Page extract |
____________________

The output of the BiLSTM model is assumed to be

$$Q_{Y_k}\left(X_k\right)=f\left(X_k,\Psi \right)$$

(11)

where $\Psi$ is the parameters of the BiLSTM model. The QRBiLSTM model can be expressed as follows:

$$Q_{Y_k}\left(\left.\tau \right|X_k\right)=f\left(X_k,\Psi \left(\tau \right)\right)$$

(12)

Combining QR with BiLSTM networks creates a powerful forecasting model adept at capturing past and future data dependencies. This union enhances the model’s ability to understand and leverage temporal sequences in the data. Compared to QRLSTM, QRBiLSTM utilizes information from both directions in time, improving predictive accuracy.

____________________

Some records |
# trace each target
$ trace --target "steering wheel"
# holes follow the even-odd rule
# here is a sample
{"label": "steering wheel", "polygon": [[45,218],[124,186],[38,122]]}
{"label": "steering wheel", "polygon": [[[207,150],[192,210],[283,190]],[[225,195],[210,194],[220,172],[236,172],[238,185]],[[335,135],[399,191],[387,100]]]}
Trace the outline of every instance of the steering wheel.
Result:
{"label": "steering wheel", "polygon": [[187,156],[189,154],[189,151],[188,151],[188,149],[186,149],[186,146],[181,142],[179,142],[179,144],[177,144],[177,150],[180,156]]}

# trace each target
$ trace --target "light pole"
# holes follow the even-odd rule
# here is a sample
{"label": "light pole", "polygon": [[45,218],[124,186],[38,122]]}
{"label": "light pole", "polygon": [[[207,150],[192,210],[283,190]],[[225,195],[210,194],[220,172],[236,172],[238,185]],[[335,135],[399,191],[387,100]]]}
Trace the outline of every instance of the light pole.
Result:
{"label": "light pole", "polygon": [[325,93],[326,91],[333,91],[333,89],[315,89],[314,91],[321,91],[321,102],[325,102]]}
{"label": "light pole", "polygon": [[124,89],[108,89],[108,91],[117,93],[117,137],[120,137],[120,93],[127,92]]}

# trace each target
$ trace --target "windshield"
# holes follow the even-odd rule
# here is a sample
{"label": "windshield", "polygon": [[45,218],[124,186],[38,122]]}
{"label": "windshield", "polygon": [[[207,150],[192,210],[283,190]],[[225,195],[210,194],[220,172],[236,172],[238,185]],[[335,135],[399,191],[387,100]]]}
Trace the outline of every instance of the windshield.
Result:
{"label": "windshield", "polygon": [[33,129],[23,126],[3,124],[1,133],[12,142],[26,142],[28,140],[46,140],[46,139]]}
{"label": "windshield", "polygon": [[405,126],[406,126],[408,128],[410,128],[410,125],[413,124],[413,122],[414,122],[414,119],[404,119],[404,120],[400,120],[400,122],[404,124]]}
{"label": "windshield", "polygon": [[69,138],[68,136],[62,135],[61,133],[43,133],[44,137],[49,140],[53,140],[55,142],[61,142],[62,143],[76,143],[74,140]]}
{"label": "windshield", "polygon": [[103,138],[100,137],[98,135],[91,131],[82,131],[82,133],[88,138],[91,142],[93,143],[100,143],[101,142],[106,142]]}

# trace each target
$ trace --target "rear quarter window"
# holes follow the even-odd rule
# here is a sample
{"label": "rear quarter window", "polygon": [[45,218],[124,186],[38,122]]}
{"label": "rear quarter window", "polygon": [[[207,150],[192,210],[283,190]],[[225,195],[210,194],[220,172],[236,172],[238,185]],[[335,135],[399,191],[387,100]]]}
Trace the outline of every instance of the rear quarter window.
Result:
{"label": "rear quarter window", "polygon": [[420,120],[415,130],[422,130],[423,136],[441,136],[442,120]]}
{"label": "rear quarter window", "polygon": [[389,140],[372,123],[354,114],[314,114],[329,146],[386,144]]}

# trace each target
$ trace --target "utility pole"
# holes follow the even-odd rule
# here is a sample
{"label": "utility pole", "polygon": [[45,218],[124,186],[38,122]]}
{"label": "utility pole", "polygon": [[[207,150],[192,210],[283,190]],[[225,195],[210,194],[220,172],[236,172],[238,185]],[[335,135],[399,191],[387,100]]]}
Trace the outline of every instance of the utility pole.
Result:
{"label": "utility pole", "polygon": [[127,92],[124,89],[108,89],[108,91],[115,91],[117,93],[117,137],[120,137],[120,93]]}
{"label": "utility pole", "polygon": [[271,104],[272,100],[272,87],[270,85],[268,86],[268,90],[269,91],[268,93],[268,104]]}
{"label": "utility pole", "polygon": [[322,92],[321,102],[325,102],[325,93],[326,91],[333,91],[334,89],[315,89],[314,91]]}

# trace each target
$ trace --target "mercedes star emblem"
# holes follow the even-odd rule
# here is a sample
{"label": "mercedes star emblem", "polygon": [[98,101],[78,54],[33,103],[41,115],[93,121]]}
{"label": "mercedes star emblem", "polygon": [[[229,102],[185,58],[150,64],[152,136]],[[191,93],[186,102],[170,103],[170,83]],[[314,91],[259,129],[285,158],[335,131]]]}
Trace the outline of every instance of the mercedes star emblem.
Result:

____________________

The tasks |
**1)** From the QRBiLSTM passage, extract the part that opens with the words containing "The output of" and closes with "improving predictive accuracy.".
**2)** Answer these questions using the QRBiLSTM passage:
(a) What does the symbol Ψ stand for?
(b) Which model is QRBiLSTM compared to in its use of information from both directions in time?
(c) According to the passage, what does combining QR with BiLSTM networks create?
**3)** Continue the QRBiLSTM passage from the point where it stops.

Response list |
**1)**
The output of the BiLSTM model is assumed to be

$$Q_{Y_k}\left(X_k\right)=f\left(X_k,\Psi \right)$$

(11)

where $\Psi$ is the parameters of the BiLSTM model. The QRBiLSTM model can be expressed as follows:

$$Q_{Y_k}\left(\left.\tau \right|X_k\right)=f\left(X_k,\Psi \left(\tau \right)\right)$$

(12)

Combining QR with BiLSTM networks creates a powerful forecasting model adept at capturing past and future data dependencies. This union enhances the model’s ability to understand and leverage temporal sequences in the data. Compared to QRLSTM, QRBiLSTM utilizes information from both directions in time, improving predictive accuracy.

**2)**
(a) The parameters of the BiLSTM model.
(b) QRLSTM.
(c) A powerful forecasting model adept at capturing past and future data dependencies.

**3)**
2.3. Evaluation Metrics

In this study, the prediction interval coverage probability (PICP) is used as a measure of reliability, the prediction interval normalized average width (PINAW) is used as a measure of resolution, and the average interval score (AIS) is used as a composite metric to evaluate the precision of interval prediction comprehensively [41]. Further, this study also used semi-interval metric (SIM) and quantile loss (QL) to assess the model.

(1)

Prediction Interval Coverage Probability (PICP)

PICP refers to the likelihood that the prediction interval contains actual data and is used to characterize the reliability of the interval prediction result. The equation is computed in the following manner:

$$PIC{P}^{\left(\alpha \right)}=\frac{1}{n}{\displaystyle \sum _{i=1}^n{\xi }_i^{\left(\alpha \right)}}, {\xi }_i^{\left(\alpha \right)}=\left\{\begin{array}{l}1,{ \mathrm{y}}_i\in \left[L_i^{\left(\alpha \right)},U_i^{\left(\alpha \right)}\right]\\ 0,{ \mathrm{y}}_i\notin \left[L_i^{\left(\alpha \right)},U_i^{\left(\alpha \right)}\right]\end{array}\right.$$

(13)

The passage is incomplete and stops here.